> _Exercise instructions_
In each of the rows below, replace "photograph" with "image" and leave everything else unchanged. Reproduce the rows without the pictures.

.....

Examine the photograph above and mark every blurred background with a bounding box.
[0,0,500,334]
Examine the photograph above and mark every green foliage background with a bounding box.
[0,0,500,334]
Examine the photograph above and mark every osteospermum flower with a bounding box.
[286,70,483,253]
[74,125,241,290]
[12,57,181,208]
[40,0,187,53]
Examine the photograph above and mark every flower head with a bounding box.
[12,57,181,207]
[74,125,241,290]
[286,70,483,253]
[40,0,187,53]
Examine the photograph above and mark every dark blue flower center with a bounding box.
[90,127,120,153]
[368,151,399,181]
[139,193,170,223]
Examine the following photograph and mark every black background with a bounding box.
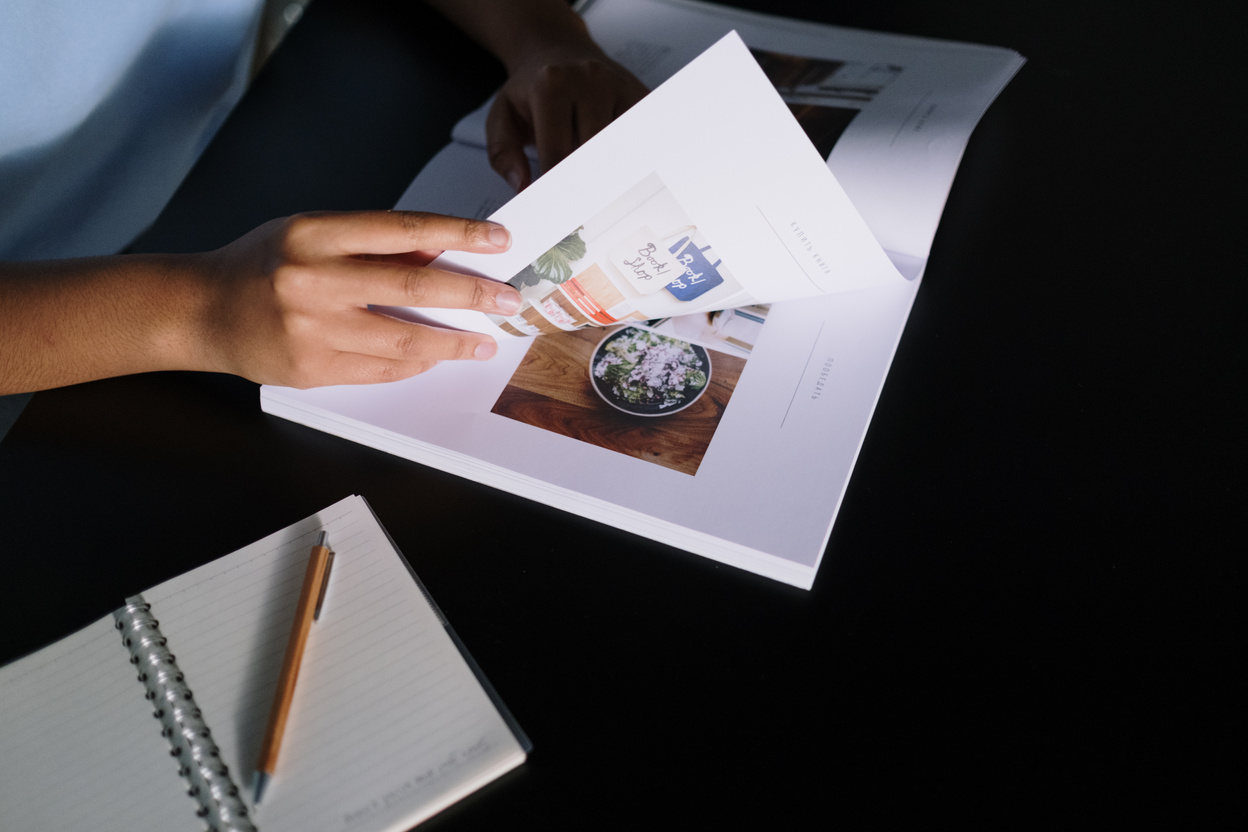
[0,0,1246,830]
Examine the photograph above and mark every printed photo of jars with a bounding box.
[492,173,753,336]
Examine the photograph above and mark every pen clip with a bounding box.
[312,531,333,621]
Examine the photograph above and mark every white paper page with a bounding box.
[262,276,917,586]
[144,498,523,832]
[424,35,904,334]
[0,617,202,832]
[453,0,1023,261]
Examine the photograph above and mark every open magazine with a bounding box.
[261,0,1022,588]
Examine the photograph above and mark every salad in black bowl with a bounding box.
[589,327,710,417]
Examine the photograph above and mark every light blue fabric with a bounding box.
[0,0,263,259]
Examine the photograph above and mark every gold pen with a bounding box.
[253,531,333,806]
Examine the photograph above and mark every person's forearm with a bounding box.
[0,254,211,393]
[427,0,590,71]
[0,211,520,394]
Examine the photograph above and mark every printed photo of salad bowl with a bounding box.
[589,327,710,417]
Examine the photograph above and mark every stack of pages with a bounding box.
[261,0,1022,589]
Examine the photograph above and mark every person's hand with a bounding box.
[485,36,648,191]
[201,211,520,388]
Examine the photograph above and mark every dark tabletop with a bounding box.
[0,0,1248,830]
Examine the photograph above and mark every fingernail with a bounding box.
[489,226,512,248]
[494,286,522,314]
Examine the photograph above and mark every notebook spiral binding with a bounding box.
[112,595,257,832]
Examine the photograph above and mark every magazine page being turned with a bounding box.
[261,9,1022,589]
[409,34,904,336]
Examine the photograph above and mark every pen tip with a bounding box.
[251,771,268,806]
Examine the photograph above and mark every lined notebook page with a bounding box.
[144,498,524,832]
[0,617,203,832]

.....

> _Finished exercise_
Examine the image above and mark every blurred background with a bounding box.
[0,0,500,334]
Examine the image above and mark every green foliage background with a bounding box.
[0,0,500,334]
Examine the image above and mark every osteospermum flower with a bounding box.
[286,70,483,253]
[74,125,241,290]
[12,57,181,208]
[40,0,187,53]
Examine the image above and mark every flower head with a bounding box.
[12,57,181,207]
[74,125,241,290]
[286,70,483,253]
[40,0,187,53]
Examine the image above and mark every dark blue flower center with a bounding box.
[90,127,120,153]
[368,151,399,181]
[139,193,170,223]
Examine the following image and mark every black background with a bounding box.
[0,0,1246,830]
Examine the image above and mark every printed photo of jars with a bounding box.
[492,173,753,336]
Examine the image above and mark every pen clip with a bounding box.
[312,531,333,621]
Examine the image above and mark every white paper page with a bounding box.
[262,276,917,586]
[144,498,523,832]
[424,35,904,334]
[0,617,202,832]
[453,0,1023,261]
Examine the image above and mark every open magazine with a bounding box.
[261,0,1022,588]
Examine the image above and mark every salad in black bowl with a bounding box.
[589,327,710,417]
Examine the image above and mark every light blue fabric with a bounding box.
[0,0,263,259]
Examine the image above and mark every gold pen with a bounding box.
[253,531,333,806]
Examine the image above and mark every person's forearm with a bounding box.
[0,254,211,393]
[427,0,590,71]
[0,211,520,394]
Examine the image above and mark every printed photo of salad bowl with a bounding box.
[589,327,710,417]
Examine the image above and mark every stack of pages with a bounding box.
[261,0,1022,589]
Examine the image above and mark every person's hand with a bounding box.
[485,36,648,191]
[201,211,520,388]
Examine the image above and mark every dark tabletop with a bounding box.
[0,0,1248,830]
Examine the image above and mark every fingernail with a bounding box.
[489,226,512,248]
[494,286,522,314]
Examine the image above and mark every notebook spiral binding with a bounding box.
[112,595,257,832]
Examine the image above and mark every magazine page being turned with a bounding box.
[261,9,1022,589]
[409,34,904,336]
Examine the image above and mark every pen tip with a bounding box.
[251,771,268,806]
Examine the image above and mark every lined notebook page with a bounding box.
[144,498,524,832]
[0,617,203,832]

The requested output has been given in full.